To do => Repeat the items that open with the line containing "Bet you can't find bobblehead" and close with the line containing "[107,117,286,266]", changing "white headband" to "white hairband" and leaving all else unchanged.

Extracted entries =>
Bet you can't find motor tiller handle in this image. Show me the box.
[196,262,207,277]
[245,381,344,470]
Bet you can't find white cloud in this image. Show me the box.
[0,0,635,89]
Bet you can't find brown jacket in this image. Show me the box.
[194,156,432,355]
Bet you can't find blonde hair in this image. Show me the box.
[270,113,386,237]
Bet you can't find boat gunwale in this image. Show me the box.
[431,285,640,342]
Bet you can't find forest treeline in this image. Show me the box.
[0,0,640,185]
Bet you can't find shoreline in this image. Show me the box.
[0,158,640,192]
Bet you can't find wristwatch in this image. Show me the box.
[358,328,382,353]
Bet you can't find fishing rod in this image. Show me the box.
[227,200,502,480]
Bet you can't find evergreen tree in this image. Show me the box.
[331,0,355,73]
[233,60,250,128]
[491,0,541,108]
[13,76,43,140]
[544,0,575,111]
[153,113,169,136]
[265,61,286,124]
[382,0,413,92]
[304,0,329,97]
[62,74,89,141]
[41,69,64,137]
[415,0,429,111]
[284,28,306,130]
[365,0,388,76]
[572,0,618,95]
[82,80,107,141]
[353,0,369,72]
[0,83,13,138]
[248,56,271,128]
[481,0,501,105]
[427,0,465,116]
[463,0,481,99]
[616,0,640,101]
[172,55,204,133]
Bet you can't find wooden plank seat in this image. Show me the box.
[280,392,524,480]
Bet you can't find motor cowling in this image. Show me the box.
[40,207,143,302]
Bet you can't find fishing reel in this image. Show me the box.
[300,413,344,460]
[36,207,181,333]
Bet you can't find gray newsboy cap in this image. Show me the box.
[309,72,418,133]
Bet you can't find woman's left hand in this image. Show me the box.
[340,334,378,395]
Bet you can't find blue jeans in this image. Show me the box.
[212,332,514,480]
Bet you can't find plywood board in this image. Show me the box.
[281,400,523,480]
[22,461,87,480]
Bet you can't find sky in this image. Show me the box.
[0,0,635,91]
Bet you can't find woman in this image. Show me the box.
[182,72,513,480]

---

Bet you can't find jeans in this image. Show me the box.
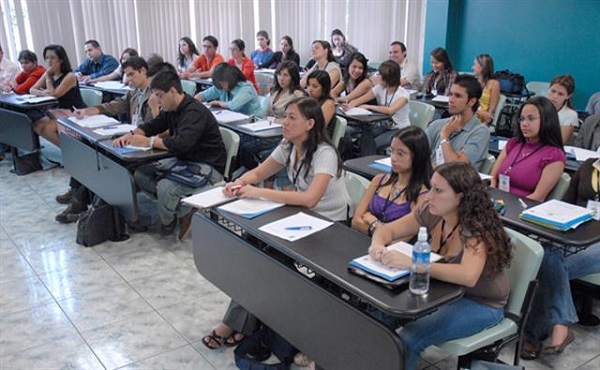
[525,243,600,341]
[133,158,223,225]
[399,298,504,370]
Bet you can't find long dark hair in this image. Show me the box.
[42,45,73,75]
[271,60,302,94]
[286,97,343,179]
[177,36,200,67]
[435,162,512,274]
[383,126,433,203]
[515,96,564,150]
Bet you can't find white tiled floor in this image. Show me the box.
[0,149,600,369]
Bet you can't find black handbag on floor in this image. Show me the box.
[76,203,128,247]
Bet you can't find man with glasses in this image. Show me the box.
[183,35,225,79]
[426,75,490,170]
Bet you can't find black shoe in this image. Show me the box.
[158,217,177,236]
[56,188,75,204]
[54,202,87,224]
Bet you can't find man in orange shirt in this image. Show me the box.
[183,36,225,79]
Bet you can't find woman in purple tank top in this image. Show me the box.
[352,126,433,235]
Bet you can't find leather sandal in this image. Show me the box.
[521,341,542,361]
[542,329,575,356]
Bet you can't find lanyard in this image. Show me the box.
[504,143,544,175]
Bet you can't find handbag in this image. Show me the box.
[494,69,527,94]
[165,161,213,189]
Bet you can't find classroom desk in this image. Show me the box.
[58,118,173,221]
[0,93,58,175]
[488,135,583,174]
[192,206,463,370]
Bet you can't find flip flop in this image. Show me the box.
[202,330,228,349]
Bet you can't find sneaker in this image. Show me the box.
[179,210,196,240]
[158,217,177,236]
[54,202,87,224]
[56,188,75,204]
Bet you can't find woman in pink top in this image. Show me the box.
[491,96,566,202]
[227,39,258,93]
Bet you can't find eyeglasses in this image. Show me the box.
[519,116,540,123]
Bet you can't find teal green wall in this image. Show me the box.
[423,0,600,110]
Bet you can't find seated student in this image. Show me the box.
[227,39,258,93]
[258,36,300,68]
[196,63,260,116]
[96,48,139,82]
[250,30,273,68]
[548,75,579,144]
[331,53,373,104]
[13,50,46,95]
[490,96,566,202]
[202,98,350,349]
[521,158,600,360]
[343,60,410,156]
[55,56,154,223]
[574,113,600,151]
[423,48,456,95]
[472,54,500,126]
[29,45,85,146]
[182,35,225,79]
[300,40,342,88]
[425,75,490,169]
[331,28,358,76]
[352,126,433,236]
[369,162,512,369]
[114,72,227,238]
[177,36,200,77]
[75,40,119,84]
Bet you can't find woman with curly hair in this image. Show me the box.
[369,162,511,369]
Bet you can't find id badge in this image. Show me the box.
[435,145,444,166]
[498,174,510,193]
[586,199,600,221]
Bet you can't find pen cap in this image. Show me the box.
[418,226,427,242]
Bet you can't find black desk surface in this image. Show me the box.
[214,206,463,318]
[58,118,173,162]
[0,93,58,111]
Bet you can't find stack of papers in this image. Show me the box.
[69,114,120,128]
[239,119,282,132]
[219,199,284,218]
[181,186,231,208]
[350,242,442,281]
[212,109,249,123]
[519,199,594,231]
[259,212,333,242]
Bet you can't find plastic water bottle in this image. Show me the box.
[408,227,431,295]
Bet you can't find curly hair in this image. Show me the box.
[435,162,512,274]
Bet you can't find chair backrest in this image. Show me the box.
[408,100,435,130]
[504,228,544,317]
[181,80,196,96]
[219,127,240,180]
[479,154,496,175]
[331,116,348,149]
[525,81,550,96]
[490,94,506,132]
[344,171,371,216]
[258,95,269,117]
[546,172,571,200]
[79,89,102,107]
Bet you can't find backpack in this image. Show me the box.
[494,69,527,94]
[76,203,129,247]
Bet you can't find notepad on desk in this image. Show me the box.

==

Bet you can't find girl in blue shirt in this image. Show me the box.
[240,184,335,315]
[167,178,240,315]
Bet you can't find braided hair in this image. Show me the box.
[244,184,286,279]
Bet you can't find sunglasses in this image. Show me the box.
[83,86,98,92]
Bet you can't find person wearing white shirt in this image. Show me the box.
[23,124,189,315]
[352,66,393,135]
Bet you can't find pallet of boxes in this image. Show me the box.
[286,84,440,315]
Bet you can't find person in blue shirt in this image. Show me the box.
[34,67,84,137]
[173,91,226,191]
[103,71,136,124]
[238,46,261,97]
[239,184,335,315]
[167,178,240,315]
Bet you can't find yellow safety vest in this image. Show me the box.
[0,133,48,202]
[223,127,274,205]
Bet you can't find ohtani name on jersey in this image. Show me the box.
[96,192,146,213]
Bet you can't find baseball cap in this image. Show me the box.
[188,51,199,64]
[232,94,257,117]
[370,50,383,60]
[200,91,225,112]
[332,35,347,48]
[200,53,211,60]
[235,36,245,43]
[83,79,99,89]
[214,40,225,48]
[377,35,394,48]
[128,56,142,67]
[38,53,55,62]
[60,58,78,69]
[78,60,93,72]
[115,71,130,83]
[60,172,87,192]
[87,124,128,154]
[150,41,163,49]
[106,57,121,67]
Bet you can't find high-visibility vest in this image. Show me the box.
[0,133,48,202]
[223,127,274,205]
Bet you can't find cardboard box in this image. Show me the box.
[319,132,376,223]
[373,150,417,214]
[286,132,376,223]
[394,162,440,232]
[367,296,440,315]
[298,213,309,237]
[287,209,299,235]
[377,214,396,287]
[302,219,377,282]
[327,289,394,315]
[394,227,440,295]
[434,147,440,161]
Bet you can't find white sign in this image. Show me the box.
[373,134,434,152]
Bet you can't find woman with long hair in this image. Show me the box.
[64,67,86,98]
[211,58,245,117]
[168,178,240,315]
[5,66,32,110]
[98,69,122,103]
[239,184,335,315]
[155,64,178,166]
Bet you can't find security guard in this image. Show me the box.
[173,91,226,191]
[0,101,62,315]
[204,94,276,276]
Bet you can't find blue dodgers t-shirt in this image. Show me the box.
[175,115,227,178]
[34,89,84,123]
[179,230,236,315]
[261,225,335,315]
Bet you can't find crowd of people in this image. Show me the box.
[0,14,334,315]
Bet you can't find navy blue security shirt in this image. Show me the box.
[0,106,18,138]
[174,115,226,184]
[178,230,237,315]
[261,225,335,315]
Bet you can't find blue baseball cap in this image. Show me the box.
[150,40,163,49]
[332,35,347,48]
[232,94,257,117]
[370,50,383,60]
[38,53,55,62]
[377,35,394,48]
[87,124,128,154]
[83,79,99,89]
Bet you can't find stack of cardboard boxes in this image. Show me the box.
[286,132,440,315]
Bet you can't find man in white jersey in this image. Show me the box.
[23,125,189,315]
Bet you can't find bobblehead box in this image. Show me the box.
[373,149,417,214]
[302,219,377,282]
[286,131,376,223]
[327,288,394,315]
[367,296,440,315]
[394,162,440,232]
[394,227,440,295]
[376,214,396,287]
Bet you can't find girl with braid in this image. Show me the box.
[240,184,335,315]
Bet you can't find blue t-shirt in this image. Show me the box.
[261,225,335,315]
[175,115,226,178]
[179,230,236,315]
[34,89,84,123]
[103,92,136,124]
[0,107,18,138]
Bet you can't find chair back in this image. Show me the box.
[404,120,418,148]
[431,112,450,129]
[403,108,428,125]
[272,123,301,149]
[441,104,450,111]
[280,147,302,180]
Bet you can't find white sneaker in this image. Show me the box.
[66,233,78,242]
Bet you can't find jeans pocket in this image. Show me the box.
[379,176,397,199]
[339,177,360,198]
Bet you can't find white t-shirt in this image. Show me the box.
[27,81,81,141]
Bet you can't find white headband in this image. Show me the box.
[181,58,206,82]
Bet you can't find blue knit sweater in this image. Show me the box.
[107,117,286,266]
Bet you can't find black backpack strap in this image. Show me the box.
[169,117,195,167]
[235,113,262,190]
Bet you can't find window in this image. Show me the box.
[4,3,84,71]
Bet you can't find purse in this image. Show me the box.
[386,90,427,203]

Answer below =>
Bet you can't find bobblehead box in this image. Show me the box.
[373,149,417,214]
[302,219,377,282]
[286,131,376,223]
[327,288,394,315]
[367,296,440,315]
[394,162,440,232]
[394,227,440,295]
[376,214,396,287]
Bet you can't find girl with braid in this image. Show me the box.
[240,184,335,315]
Bet you can't find blue t-shirt in this image. Show me the box.
[261,225,335,315]
[175,115,226,178]
[179,230,236,315]
[34,89,84,123]
[103,92,136,124]
[0,107,18,138]
Bet you can't find chair back in this image. Show me the box.
[404,120,418,148]
[431,112,450,129]
[403,108,428,125]
[272,123,301,149]
[441,104,450,111]
[280,147,302,180]
Bet you can't find white sneaker in this image. Show me the box.
[66,233,78,242]
Bet you can't find jeans pocket in this image. Show me the box.
[379,176,397,199]
[339,177,360,198]
Bet you can't find white t-shirt in this image. Show me the box.
[27,81,81,141]
Bet you can't find white hairband in this image. Show me the box.
[181,58,206,82]
Bet you can't find blue knit sweater in this image. Show me the box.
[107,117,286,266]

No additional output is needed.